— Start of PROVIDED RECORDS —

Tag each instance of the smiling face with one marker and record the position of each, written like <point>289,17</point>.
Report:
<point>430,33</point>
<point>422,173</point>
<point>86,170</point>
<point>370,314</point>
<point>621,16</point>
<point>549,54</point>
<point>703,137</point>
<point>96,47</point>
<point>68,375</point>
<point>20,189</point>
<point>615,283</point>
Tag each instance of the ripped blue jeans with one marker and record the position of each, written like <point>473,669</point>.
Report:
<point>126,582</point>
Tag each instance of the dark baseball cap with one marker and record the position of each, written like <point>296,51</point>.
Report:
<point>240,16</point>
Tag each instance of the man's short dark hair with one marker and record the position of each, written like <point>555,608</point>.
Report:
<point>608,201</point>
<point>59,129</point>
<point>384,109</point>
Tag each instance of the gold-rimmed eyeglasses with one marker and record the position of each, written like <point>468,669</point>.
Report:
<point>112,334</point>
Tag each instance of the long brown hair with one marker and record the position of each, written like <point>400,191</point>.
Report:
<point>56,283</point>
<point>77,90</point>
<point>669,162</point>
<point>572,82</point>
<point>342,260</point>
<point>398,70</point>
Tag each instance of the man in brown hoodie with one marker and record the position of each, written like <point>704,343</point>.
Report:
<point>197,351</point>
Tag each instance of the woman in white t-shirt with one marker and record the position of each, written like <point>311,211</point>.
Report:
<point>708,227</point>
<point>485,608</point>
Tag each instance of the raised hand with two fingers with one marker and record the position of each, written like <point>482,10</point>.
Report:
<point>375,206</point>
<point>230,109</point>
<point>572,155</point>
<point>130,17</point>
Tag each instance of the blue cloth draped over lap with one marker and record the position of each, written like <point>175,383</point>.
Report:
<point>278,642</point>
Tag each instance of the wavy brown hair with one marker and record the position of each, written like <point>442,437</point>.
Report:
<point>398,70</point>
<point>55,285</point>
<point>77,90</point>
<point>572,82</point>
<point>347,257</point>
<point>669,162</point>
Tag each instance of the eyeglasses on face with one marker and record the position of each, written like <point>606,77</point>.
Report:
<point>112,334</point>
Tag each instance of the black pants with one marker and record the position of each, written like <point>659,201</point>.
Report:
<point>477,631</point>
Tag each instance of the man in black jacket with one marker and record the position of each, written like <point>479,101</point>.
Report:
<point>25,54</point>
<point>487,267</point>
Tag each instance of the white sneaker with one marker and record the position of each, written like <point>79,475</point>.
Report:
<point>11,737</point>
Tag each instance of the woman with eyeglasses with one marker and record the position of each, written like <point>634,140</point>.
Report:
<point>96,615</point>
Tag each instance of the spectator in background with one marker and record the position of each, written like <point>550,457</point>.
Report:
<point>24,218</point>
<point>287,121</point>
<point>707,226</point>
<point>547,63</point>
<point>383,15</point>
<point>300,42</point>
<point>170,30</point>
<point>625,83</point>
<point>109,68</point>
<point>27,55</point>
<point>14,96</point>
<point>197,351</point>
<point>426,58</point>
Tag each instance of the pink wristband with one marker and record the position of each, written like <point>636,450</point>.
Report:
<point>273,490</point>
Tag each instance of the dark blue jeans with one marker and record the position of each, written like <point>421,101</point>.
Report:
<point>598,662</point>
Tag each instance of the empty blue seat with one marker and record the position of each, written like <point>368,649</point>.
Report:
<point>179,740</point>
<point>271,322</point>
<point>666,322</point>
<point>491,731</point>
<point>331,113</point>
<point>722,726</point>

— End of PROVIDED RECORDS —

**WHAT YOU WILL DO:**
Restate every record exactly, leaving nothing out.

**TASK RESULT:**
Tag each instance of the smiling face with one marker and record the position of each, written like <point>289,17</point>.
Report:
<point>430,33</point>
<point>422,173</point>
<point>86,170</point>
<point>370,314</point>
<point>621,16</point>
<point>549,54</point>
<point>703,137</point>
<point>96,47</point>
<point>68,375</point>
<point>20,189</point>
<point>615,283</point>
Tag each instance of the ripped blue jeans with one marker and record the position of each, written like <point>473,669</point>.
Report:
<point>126,582</point>
Tag each instance of the dark baseball cap with one marker and record the position of each, written like <point>296,51</point>.
Report:
<point>240,16</point>
Tag each instance of the man's short dark hair with one marker and record the position of each, written like <point>555,608</point>.
Report:
<point>608,201</point>
<point>59,129</point>
<point>384,109</point>
Tag each instance of the gold-rimmed eyeglasses with one marker and record the position of each, written like <point>468,669</point>.
Report:
<point>112,334</point>
Tag each instance of the long brown hair with one marker and record the position of each, written like <point>400,191</point>.
Report:
<point>56,283</point>
<point>77,90</point>
<point>669,162</point>
<point>572,82</point>
<point>342,260</point>
<point>398,70</point>
Tag each instance of the man in brown hoodie with one marker and record the position of each, written like <point>704,343</point>.
Report:
<point>197,351</point>
Tag each instance of the woman in white t-shirt with one marker and record the position of each, written like <point>311,211</point>.
Report:
<point>708,227</point>
<point>485,608</point>
Tag each instance of the raised hand with two fingers with one marker and record the position of each, written like <point>482,10</point>.
Report:
<point>375,206</point>
<point>230,109</point>
<point>572,155</point>
<point>130,17</point>
Tag each instance of the blue cloth draped over lap with one marker and record the position of each, written like <point>175,383</point>.
Report:
<point>278,642</point>
Tag each instance of the wavy brown hair with one marker and record the position of each, written like <point>442,437</point>.
Report:
<point>398,70</point>
<point>55,285</point>
<point>77,90</point>
<point>572,82</point>
<point>347,257</point>
<point>669,162</point>
Tag each instance of the eyeglasses on face with one marker and record the position of each, written like <point>606,77</point>.
Report:
<point>112,334</point>
Tag each instance of the black pants with one marker and record the position of each, written like <point>659,201</point>.
Report:
<point>477,631</point>
Tag each instance of the man in black jacket with one marker and record the position of each, written like <point>479,101</point>.
Report:
<point>25,54</point>
<point>487,267</point>
Tag each instance of the white sneaker with one marker and record the position of each, written like <point>79,475</point>.
Report:
<point>11,737</point>
Tag each instance of the woman with eyeglasses with one marker and record the position of each, written like <point>634,140</point>.
Report:
<point>96,615</point>
Tag each instance of the spectator in background with one marker and record the position of each, written like <point>550,457</point>.
Report:
<point>24,218</point>
<point>287,121</point>
<point>707,226</point>
<point>547,63</point>
<point>383,15</point>
<point>300,42</point>
<point>170,30</point>
<point>625,83</point>
<point>109,68</point>
<point>27,55</point>
<point>14,96</point>
<point>197,351</point>
<point>426,58</point>
Tag each instance of the pink wristband with one marker and record the position of each, written like <point>636,450</point>.
Report:
<point>273,490</point>
Tag each instance of the dark blue jeans with one marker and record the position of each, written like <point>421,101</point>.
Report:
<point>598,662</point>
Tag each instance of the empty blue seat with one marker and record the position of each, written like <point>368,649</point>.
Report:
<point>179,740</point>
<point>271,322</point>
<point>666,322</point>
<point>491,731</point>
<point>331,113</point>
<point>722,726</point>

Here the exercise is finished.